- [GIVEN PROBLEM]:
Reproduce the data below, renaming "stone pedestal" to "stone plinth" wherever it occurs and changing nothing else. Omit the picture from your reproduction.

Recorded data
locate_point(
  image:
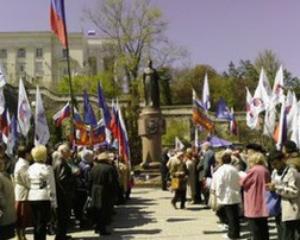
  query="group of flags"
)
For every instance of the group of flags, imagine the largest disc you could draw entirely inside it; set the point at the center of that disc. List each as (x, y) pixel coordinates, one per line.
(265, 100)
(201, 107)
(12, 127)
(110, 130)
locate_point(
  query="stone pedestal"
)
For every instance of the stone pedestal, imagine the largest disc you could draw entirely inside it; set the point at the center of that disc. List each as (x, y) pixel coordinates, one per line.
(151, 127)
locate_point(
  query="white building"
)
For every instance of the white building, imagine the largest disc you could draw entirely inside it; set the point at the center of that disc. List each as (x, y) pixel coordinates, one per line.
(38, 57)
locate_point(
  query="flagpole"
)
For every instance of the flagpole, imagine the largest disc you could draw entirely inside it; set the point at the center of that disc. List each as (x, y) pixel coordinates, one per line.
(67, 49)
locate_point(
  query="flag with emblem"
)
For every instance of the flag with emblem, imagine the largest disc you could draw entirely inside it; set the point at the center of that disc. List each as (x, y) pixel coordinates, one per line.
(24, 110)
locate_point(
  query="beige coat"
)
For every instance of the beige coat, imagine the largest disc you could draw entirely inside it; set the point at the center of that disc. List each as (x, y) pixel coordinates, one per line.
(21, 180)
(190, 164)
(289, 190)
(7, 200)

- [TASK RESPONSE]:
locate_point(
  image:
  query="group of flags"
)
For every instance of the group of flags, imagine the largest disc you could draw entirely inside it; set the point at the center of that disc. List each as (x, y) pixel coordinates, one per line.
(265, 100)
(201, 107)
(12, 127)
(110, 130)
locate_point(
  query="stone plinth"
)
For every instance of the stone plinth, imagine the largest disc you could draw entirely inside it; set the point at the center of that disc. List each as (x, y) pixel coordinates, one per line.
(151, 127)
locate_point(
  query="white building"
)
For every instance of the white building, imagine the largest disc you could draw entirely inside it; set the point at the center of that disc. List each as (x, y) pixel coordinates, one per line.
(38, 57)
locate_point(
  query="flagpole"
)
For every instance of the flagpole, imagine the largest disc you could draw entirely inside it; set the point at the center of that disc. List each as (x, y) pixel coordinates, one per line.
(67, 49)
locate_point(
  query="flag with emblem"
)
For every instance of the flag with emblem, imagine the largest disc you could draw entirely inside it; set the point at the center of that disc. List each as (x, y) pixel coordinates, one per line.
(24, 110)
locate_point(
  query="beige coat"
)
For every instance of the beige coat, imagine the largest disc you could draw entirely inside it; set the point at the center of that disc. List each as (x, y) pixel coordinates, one per line.
(21, 180)
(190, 164)
(289, 190)
(7, 200)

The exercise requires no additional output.